### TASK PROMPT
Would you output, exactly as written, the line with "Look at the photograph above. For each instance of the dirt" and all lines after it to the end of the data below, and no others?
-------
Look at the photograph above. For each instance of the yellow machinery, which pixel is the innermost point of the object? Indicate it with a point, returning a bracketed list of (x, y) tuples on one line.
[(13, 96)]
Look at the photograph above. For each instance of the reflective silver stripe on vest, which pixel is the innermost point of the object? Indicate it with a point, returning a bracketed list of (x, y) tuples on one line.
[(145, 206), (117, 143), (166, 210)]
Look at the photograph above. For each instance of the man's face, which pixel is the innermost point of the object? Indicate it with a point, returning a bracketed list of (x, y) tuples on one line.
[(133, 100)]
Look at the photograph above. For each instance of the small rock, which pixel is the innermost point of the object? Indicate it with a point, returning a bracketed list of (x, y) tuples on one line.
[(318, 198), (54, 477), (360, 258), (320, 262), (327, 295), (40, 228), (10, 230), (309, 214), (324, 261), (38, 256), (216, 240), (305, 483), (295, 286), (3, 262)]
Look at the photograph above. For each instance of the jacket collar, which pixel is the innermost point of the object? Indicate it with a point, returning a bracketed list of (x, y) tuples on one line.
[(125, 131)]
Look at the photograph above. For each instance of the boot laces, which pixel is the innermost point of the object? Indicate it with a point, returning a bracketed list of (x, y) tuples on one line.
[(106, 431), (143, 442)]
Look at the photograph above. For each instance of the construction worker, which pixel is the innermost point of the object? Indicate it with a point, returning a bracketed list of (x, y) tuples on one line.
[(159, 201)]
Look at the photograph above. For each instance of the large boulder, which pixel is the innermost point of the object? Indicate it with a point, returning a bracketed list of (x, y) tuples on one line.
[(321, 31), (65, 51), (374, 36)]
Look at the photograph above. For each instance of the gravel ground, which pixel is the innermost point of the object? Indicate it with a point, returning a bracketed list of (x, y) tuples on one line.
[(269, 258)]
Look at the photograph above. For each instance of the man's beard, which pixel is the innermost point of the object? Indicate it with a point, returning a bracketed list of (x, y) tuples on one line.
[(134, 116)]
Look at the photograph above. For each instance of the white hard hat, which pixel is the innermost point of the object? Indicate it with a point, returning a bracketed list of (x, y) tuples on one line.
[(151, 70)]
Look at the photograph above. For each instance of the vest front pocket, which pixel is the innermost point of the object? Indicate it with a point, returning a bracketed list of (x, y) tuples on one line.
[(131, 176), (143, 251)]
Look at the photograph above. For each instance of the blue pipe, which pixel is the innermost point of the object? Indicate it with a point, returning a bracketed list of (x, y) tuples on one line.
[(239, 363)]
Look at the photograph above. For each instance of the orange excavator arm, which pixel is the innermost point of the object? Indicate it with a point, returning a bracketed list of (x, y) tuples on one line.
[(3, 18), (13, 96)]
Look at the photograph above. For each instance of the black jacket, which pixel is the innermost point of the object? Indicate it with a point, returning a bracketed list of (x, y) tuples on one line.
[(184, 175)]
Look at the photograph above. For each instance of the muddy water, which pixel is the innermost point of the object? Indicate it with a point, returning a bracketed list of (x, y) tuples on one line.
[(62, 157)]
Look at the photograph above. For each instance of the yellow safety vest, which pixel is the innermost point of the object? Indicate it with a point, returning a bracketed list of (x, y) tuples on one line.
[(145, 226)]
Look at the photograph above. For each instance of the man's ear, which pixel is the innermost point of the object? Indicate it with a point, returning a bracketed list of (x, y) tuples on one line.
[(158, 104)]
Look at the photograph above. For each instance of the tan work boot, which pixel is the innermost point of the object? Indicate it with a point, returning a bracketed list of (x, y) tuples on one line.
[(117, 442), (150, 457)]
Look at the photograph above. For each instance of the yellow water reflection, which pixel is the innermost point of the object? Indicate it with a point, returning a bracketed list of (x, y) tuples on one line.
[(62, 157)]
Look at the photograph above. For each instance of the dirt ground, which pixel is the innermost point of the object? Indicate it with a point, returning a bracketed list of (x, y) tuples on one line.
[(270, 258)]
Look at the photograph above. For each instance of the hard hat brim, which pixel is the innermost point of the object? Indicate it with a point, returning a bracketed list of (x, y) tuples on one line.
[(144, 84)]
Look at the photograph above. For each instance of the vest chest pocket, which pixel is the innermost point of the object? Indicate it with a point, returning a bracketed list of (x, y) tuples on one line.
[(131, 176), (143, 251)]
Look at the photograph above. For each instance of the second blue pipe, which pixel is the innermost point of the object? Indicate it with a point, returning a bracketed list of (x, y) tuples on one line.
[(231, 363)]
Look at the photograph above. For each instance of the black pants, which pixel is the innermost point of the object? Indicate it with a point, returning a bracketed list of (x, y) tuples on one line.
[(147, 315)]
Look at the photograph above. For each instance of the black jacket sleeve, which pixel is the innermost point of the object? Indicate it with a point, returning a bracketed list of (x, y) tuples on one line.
-------
### RESPONSE FOR THIS EXERCISE
Look at the photograph above. For each instance of the dirt ground, which pixel is the innermost point of the object? Indicate it with a point, returning a bracketed list of (x, y) tuples on one line.
[(270, 258)]
Look at the photograph above. For each instance of the hard hat brim, which pixel is the innermost point of the object? Indicate it with a point, returning a bracketed list of (x, y) tuples on one line.
[(144, 84)]
Look at the photograph above. For each instance of the vest chest pocket, which pixel is the innermost point of the object? Indicate it with a point, returning a bracketed list of (x, y) tuples on one line.
[(131, 176), (143, 251)]
Look at the photograph above. For each instance of the second blue pipe, which pixel is the innermost point of the object? Indicate it with a point, returning a bracketed list of (x, y) tuples on one line.
[(231, 363)]
Look at the photograph above. For each instance of the black pants, which pixel is the innermost point of the object? Indicate it with a point, returning a bracketed list of (x, y) tuples on one line.
[(147, 315)]
Look at the photograph above. For each instance of the black jacket sleeve, which pixel is the innermost point of the object? Indicate it with a point, returning a bracketed list of (x, y) tuples on one line.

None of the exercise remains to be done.